Work to do: Find each row below that contains the word "small" and copy every such row in full.

Data listing:
□ □ □ □
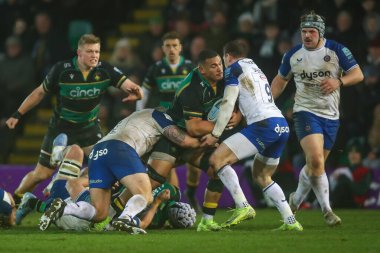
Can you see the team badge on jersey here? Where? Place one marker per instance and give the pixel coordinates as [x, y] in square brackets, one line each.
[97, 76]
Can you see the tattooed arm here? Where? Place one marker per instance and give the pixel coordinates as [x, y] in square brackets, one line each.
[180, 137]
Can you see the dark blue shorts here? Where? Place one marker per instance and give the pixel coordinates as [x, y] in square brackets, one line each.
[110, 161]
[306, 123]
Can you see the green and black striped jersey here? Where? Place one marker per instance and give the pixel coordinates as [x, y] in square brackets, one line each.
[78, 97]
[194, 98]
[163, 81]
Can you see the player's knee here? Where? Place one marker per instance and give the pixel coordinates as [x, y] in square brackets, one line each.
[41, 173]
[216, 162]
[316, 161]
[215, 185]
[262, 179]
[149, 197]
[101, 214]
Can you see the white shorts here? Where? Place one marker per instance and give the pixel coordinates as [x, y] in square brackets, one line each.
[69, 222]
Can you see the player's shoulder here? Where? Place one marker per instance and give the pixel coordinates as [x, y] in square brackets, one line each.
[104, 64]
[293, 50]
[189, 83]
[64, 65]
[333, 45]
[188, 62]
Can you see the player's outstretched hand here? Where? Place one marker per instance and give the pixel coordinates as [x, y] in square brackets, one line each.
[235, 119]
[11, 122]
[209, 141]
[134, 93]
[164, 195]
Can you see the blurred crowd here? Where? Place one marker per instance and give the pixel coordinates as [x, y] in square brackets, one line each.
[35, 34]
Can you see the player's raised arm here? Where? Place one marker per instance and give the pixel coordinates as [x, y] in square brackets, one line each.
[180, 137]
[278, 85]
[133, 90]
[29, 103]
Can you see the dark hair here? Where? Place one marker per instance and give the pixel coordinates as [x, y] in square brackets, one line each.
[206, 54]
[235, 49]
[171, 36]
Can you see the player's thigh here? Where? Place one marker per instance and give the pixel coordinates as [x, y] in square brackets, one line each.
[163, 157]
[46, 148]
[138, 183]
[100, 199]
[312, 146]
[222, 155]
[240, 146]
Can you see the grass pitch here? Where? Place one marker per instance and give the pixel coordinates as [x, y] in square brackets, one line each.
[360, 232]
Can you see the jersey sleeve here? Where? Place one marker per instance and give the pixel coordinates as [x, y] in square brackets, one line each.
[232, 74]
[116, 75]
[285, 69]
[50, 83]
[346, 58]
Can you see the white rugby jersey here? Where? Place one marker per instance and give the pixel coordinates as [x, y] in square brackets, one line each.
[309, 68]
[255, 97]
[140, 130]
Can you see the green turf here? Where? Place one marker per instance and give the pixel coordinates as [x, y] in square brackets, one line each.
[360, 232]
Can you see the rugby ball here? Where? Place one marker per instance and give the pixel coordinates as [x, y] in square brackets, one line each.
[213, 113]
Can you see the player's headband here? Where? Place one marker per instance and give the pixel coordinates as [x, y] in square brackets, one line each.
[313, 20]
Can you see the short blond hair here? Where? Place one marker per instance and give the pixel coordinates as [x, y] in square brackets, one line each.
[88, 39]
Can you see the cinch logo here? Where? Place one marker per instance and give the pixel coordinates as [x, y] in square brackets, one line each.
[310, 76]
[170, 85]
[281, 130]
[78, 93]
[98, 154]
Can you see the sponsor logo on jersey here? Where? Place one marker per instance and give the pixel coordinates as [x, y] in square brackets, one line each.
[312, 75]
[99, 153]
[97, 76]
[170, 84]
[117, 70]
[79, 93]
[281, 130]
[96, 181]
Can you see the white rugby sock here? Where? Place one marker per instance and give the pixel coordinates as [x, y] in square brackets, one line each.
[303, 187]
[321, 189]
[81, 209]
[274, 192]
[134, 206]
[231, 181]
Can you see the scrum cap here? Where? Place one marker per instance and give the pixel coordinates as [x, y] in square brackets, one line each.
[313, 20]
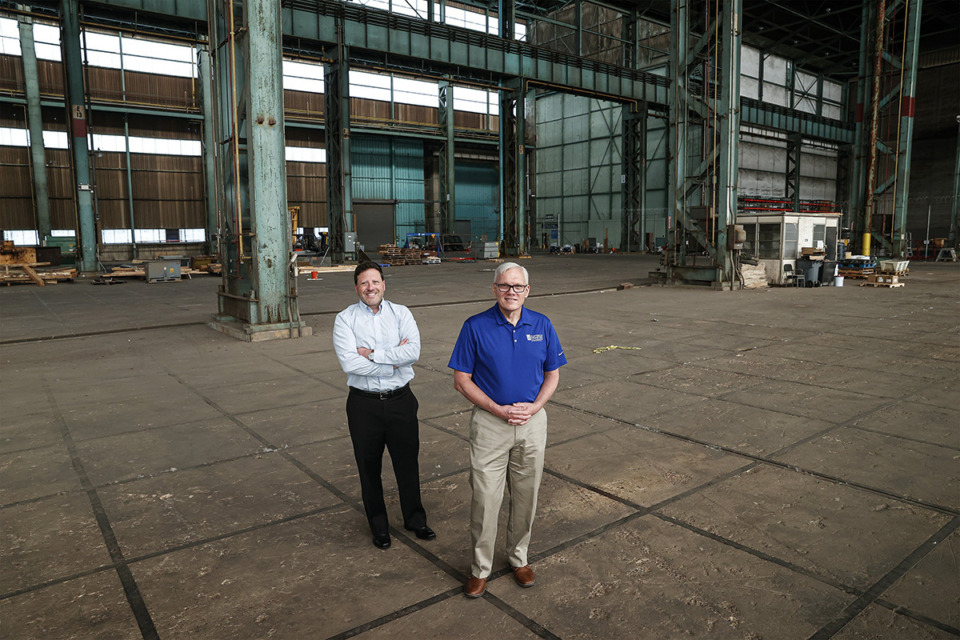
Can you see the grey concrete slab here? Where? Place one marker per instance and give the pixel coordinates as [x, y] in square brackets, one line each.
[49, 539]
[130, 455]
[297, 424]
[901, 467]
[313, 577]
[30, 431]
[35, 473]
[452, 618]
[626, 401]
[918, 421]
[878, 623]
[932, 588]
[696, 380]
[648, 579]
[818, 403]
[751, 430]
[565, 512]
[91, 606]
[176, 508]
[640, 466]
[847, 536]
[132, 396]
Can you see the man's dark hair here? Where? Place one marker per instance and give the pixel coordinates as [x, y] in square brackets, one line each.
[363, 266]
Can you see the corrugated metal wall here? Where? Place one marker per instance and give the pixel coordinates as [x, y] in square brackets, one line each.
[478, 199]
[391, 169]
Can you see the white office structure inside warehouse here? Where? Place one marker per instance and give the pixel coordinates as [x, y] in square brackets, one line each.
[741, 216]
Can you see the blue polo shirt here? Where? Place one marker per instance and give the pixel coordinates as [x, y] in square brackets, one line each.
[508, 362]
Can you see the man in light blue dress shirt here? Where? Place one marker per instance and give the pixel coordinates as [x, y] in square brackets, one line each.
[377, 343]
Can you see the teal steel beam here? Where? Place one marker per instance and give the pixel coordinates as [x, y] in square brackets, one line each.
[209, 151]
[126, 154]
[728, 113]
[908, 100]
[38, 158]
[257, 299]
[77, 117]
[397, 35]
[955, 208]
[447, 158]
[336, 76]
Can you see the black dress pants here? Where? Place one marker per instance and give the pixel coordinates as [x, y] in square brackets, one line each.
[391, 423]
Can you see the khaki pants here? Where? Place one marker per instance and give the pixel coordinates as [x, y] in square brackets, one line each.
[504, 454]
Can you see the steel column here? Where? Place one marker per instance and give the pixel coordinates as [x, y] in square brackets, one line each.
□ □ □ □
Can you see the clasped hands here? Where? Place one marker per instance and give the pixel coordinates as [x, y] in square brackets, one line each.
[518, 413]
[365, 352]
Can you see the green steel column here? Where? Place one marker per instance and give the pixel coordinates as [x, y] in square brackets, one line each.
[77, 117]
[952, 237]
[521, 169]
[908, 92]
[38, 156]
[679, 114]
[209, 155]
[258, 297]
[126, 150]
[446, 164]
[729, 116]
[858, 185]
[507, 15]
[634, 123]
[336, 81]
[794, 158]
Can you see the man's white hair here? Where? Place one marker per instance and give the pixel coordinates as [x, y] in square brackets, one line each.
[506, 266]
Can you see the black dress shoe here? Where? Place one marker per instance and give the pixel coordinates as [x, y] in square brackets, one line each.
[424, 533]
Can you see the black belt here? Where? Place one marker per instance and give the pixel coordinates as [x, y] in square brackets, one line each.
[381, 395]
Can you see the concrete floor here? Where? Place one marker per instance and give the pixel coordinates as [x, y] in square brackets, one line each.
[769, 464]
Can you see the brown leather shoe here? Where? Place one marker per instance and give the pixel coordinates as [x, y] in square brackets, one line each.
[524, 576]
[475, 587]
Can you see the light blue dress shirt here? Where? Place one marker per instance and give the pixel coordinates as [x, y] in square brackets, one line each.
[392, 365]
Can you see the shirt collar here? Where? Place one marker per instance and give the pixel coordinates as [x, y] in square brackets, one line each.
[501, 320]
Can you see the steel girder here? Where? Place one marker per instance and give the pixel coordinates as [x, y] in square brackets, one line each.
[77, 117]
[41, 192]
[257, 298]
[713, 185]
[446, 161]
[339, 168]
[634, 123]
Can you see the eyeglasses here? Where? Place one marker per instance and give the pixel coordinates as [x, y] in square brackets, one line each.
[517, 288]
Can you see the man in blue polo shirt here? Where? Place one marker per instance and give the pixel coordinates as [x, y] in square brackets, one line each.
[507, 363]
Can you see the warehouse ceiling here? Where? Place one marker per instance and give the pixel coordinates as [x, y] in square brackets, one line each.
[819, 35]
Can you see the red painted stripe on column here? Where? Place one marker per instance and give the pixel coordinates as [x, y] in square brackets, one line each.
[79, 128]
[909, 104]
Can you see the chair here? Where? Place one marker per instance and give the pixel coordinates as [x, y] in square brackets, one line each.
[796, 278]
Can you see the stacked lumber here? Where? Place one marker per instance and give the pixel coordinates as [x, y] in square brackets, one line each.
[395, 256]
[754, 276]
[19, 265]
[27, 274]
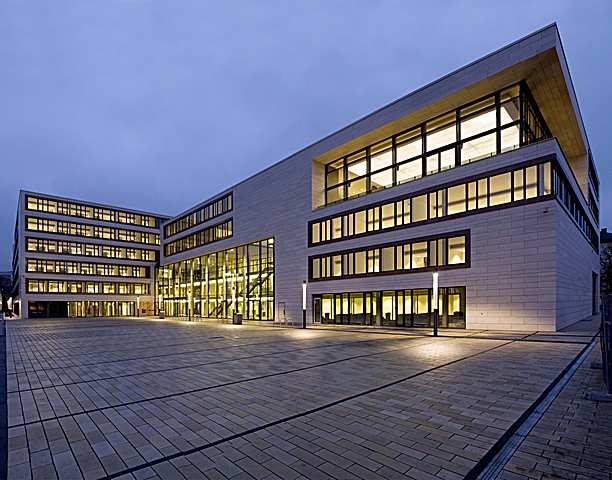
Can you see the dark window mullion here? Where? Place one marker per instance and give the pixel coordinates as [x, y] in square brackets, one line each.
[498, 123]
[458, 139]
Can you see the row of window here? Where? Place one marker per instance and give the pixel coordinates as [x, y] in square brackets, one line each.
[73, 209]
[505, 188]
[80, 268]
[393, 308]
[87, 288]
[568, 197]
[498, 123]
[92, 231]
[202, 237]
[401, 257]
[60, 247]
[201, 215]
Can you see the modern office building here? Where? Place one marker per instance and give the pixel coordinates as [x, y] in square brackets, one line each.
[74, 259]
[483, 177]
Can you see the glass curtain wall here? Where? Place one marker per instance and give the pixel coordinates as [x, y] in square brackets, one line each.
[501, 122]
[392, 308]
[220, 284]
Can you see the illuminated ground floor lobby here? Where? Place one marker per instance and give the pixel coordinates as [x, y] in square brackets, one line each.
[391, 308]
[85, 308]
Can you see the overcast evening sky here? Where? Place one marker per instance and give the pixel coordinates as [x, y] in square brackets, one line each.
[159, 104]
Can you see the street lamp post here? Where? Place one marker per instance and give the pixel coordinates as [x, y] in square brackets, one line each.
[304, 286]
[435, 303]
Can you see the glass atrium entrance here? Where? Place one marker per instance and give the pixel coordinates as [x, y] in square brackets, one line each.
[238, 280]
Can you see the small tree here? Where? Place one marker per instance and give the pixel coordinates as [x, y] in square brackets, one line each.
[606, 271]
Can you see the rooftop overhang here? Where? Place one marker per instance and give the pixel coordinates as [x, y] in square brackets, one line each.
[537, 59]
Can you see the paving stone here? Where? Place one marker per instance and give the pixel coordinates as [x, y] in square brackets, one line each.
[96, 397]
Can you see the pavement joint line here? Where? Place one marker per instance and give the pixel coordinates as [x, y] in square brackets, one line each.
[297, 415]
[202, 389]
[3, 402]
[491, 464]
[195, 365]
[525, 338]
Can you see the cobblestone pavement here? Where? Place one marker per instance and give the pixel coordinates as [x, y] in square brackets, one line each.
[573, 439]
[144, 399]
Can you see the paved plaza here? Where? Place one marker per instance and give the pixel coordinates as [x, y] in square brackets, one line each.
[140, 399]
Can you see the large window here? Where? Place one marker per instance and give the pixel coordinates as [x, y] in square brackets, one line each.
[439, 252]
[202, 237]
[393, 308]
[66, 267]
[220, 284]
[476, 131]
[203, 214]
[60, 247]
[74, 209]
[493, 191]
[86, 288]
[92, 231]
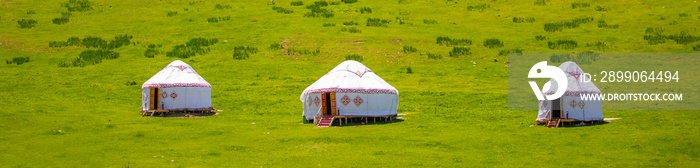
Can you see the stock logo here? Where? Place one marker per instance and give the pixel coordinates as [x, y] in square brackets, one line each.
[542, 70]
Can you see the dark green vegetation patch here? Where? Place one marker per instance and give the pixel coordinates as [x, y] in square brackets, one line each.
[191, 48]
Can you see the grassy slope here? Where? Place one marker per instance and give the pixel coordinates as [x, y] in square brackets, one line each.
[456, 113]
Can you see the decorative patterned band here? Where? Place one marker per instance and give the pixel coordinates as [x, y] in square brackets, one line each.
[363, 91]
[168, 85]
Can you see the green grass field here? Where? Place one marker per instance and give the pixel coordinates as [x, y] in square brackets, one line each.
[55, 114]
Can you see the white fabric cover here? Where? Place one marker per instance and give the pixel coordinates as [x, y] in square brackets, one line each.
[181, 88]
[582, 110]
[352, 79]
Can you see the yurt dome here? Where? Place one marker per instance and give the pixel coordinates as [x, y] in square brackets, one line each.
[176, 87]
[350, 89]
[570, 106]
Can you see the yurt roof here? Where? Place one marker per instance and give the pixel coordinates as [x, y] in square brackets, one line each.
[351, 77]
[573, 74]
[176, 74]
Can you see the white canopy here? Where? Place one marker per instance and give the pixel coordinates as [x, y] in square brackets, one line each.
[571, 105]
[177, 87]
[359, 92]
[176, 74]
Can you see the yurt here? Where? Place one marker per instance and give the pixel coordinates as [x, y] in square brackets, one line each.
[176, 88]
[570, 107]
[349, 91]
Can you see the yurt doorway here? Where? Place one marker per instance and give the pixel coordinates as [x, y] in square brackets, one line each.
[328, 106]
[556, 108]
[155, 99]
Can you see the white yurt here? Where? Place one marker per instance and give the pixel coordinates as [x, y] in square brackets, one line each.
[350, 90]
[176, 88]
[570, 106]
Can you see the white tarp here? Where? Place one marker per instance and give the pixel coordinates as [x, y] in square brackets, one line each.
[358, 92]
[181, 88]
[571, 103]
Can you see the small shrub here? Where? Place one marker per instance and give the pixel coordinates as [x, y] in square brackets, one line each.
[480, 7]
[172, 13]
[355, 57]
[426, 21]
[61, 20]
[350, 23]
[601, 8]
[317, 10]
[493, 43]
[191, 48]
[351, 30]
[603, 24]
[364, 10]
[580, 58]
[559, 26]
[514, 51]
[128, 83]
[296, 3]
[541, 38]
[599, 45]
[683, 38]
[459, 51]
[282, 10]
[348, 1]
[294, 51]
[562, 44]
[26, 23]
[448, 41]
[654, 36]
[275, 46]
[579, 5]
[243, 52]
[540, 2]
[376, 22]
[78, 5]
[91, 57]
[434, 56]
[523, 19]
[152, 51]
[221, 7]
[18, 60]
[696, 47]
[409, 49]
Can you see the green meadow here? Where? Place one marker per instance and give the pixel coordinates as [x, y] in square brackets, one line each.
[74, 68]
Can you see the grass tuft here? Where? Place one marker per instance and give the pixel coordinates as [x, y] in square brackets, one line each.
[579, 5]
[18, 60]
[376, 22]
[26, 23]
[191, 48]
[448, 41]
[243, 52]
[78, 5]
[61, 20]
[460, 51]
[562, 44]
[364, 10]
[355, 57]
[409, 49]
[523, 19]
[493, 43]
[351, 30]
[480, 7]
□ □ □ □
Exercise answer:
Can you see the small tree here? Where? Place one marker per instance and give the pixel coordinates as [x, y] in square brackets, one line each.
Can you see the small shrub here? Where? Place one marker per instance and give the pixel coordinates as [x, y] in square brackets, one line each.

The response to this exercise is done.